**Passage extrait**
-=-=-

En Mauritanie, le 8 mars est une journée plus qu’ordinaire. Elle passe presque inaperçue parce que l’écrasante majorité des femmes n’accordent que très peu d’importance à « id el mar’a » (la fête de la femme) qui n’est jour de repos que pour les fonctionnaires (femmes) et les élèves (filles). Oui, il faut bien qu’on le précise parce que même dans la langue « le masculin prime sur le féminin » !
Les droits de la femme en Mauritanie méritent bien plus qu’une journée pour être reconnus. Jusqu’à récemment encore, les Mauritaniennes n’avaient pas le droit à la pension de retraite ! Une aberration qu’un projet de loi adopté en Conseil des ministres, le 06/10/2011, tente de corriger. Il abroge et remplace certaines dispositions de la loi 61-016 en date du 30 janvier 1961 fixant le régime des pensions civiles de la caisse de retraite de la République Islamique de Mauritanie. L’amendement de cette loi touchant les articles 21 et 22 dudit texte comble un vide juridique qui a longtemps duré, les nouvelles dispositions permettant à l’époux et aux enfants de bénéficier de la pension de la femme fonctionnaire décédée. Mais il y a un hic : Depuis deux ans, cette loi manque encore de décret d’application !

-=-=-

Entrées de pointage d'objets nommés:
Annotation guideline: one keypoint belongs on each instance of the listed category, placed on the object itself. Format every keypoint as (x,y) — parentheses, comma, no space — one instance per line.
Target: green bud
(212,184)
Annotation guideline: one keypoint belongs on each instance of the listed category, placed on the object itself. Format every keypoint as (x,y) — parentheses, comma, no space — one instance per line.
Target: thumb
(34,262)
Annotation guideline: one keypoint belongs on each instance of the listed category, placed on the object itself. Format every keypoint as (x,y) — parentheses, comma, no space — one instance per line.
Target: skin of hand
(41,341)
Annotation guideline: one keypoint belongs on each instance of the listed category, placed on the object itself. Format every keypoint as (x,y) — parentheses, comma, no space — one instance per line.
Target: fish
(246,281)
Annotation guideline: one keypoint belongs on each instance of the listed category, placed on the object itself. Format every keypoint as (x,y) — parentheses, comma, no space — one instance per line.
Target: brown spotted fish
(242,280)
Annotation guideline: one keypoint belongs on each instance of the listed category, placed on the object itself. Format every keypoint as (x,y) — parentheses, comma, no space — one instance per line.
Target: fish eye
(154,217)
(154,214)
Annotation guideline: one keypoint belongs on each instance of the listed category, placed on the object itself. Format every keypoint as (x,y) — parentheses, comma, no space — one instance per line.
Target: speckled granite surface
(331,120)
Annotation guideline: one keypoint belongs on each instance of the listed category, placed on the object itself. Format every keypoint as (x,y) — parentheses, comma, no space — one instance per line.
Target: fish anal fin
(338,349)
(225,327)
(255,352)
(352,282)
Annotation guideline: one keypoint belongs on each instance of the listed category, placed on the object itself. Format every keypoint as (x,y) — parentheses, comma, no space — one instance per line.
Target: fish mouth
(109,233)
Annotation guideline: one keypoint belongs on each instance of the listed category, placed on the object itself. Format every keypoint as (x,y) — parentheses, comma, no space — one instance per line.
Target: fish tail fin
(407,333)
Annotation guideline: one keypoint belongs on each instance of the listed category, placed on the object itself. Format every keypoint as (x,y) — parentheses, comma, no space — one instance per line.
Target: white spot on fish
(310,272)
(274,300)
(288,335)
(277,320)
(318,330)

-=-=-

**Tâches à réaliser**
1. Réécrivez la partie du texte sur les droits des femmes en Mauritanie qui commence par les mots contenant « Les droits de » et se termine par « décret d’application ! », en y remplaçant « Mauritaniennes » par « femmes mauritaniennes ».
2. D'après le texte sur les droits des femmes en Mauritanie, pourquoi le 8 mars passe-t-il presque inaperçu dans ce pays ?

**Les résultats**
1.
Les droits de la femme en Mauritanie méritent bien plus qu’une journée pour être reconnus. Jusqu’à récemment encore, les femmes mauritaniennes n’avaient pas le droit à la pension de retraite ! Une aberration qu’un projet de loi adopté en Conseil des ministres, le 06/10/2011, tente de corriger. Il abroge et remplace certaines dispositions de la loi 61-016 en date du 30 janvier 1961 fixant le régime des pensions civiles de la caisse de retraite de la République Islamique de Mauritanie. L’amendement de cette loi touchant les articles 21 et 22 dudit texte comble un vide juridique qui a longtemps duré, les nouvelles dispositions permettant à l’époux et aux enfants de bénéficier de la pension de la femme fonctionnaire décédée. Mais il y a un hic : Depuis deux ans, cette loi manque encore de décret d’application !

2. Le 8 mars passe presque inaperçu parce que l'écrasante majorité des femmes n'accordent que très peu d'importance à « id el mar'a », la fête de la femme. Ce n'est d'ailleurs un jour de repos que pour les fonctionnaires femmes et les élèves filles.